## Problem
Print the data below exactly as it appears.

Start of Block

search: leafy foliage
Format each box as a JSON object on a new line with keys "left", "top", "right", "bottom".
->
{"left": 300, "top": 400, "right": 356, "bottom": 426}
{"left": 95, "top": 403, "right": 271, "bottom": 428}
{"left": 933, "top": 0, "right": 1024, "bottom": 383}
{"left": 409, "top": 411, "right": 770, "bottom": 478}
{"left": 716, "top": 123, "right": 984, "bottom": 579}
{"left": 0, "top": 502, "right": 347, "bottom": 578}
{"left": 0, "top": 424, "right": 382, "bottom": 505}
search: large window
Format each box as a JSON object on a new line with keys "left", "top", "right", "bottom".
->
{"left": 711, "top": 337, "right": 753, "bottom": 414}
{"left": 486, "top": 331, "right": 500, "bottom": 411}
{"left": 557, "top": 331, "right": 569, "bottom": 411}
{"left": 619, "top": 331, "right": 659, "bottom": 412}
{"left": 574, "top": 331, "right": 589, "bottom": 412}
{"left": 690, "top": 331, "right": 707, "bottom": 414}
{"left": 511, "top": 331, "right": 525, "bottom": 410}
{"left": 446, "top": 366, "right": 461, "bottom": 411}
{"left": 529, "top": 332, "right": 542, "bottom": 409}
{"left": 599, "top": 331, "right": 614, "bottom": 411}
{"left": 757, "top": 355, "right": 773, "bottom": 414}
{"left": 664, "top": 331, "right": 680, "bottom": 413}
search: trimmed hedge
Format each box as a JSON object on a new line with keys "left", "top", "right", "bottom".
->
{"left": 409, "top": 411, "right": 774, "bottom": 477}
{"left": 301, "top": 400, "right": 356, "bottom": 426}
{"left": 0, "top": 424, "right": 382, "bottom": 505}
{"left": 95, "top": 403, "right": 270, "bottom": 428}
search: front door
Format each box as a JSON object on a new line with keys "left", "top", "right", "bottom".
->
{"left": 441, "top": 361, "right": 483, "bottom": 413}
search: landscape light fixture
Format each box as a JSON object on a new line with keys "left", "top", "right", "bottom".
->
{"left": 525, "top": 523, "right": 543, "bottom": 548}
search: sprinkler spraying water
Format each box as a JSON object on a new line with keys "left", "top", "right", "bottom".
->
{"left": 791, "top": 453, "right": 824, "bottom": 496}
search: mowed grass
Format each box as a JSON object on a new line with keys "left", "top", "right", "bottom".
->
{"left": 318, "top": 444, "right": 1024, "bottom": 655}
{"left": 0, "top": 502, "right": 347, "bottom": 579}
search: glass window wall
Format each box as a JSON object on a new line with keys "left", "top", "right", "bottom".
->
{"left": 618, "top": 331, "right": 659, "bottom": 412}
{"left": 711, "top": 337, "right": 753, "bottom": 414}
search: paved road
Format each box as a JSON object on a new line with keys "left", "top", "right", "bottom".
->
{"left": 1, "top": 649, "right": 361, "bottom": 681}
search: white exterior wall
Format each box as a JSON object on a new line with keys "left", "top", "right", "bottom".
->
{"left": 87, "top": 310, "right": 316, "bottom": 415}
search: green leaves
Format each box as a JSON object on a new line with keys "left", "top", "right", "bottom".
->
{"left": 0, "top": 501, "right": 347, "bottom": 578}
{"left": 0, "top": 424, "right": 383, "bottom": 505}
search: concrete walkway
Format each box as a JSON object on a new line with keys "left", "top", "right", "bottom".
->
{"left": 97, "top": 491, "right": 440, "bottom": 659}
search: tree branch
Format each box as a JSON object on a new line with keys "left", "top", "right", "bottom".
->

End of Block

## Output for this exercise
search: leafy foliage
Format each box as a JSON object on a new line with keys "left", "top", "right", "bottom".
->
{"left": 300, "top": 400, "right": 356, "bottom": 426}
{"left": 95, "top": 403, "right": 271, "bottom": 428}
{"left": 933, "top": 0, "right": 1024, "bottom": 383}
{"left": 409, "top": 411, "right": 770, "bottom": 478}
{"left": 716, "top": 123, "right": 984, "bottom": 579}
{"left": 0, "top": 502, "right": 347, "bottom": 578}
{"left": 0, "top": 424, "right": 382, "bottom": 505}
search: large window
Format each box as a JSON object on a new line with keys "left", "top", "right", "bottom".
->
{"left": 711, "top": 337, "right": 753, "bottom": 414}
{"left": 486, "top": 331, "right": 500, "bottom": 411}
{"left": 557, "top": 331, "right": 569, "bottom": 411}
{"left": 619, "top": 331, "right": 659, "bottom": 412}
{"left": 574, "top": 331, "right": 589, "bottom": 412}
{"left": 690, "top": 331, "right": 707, "bottom": 414}
{"left": 511, "top": 331, "right": 525, "bottom": 410}
{"left": 446, "top": 366, "right": 461, "bottom": 411}
{"left": 529, "top": 332, "right": 542, "bottom": 409}
{"left": 599, "top": 331, "right": 614, "bottom": 411}
{"left": 757, "top": 355, "right": 773, "bottom": 414}
{"left": 664, "top": 331, "right": 680, "bottom": 413}
search: trimmed hedge
Format each box as a JSON object on a new line with keys "left", "top", "right", "bottom".
->
{"left": 409, "top": 411, "right": 774, "bottom": 477}
{"left": 301, "top": 400, "right": 356, "bottom": 426}
{"left": 0, "top": 424, "right": 382, "bottom": 505}
{"left": 95, "top": 403, "right": 270, "bottom": 428}
search: front door
Format each box as a JSON object on a new line with keys "left", "top", "right", "bottom".
->
{"left": 441, "top": 361, "right": 483, "bottom": 413}
search: landscape light fixture
Format each box as a JSON object on a new line with keys "left", "top", "right", "bottom".
->
{"left": 525, "top": 523, "right": 543, "bottom": 548}
search: sprinkler spraying water
Format each box as a JSON object on a new line with keys "left", "top", "right", "bottom".
->
{"left": 791, "top": 453, "right": 824, "bottom": 496}
search: mowed grass
Format each box as a JSON object on a new line with keys "left", "top", "right", "bottom".
->
{"left": 318, "top": 444, "right": 1024, "bottom": 655}
{"left": 0, "top": 502, "right": 347, "bottom": 579}
search: glass window wall
Format each box as a JSON object on a new line with keys "left", "top", "right", "bottom".
->
{"left": 618, "top": 331, "right": 659, "bottom": 412}
{"left": 711, "top": 337, "right": 753, "bottom": 414}
search: paved road
Format each box as a JSON object on a new line with keys "left", "top", "right", "bottom".
->
{"left": 1, "top": 649, "right": 361, "bottom": 681}
search: white exterior wall
Format each box as a JSON object on a new line with keys "left", "top", "right", "bottom".
->
{"left": 87, "top": 310, "right": 316, "bottom": 415}
search: green leaves
Format each box as a JSON object on a new line with keys "left", "top", "right", "bottom".
->
{"left": 0, "top": 501, "right": 347, "bottom": 578}
{"left": 0, "top": 424, "right": 383, "bottom": 505}
search: concrete walkway
Format each box as a JSON object on a new line with keys "left", "top", "right", "bottom".
->
{"left": 97, "top": 491, "right": 440, "bottom": 659}
search: tree branch
Format each box as a JSON object on a new line with keys "left", "top", "right", "bottom".
->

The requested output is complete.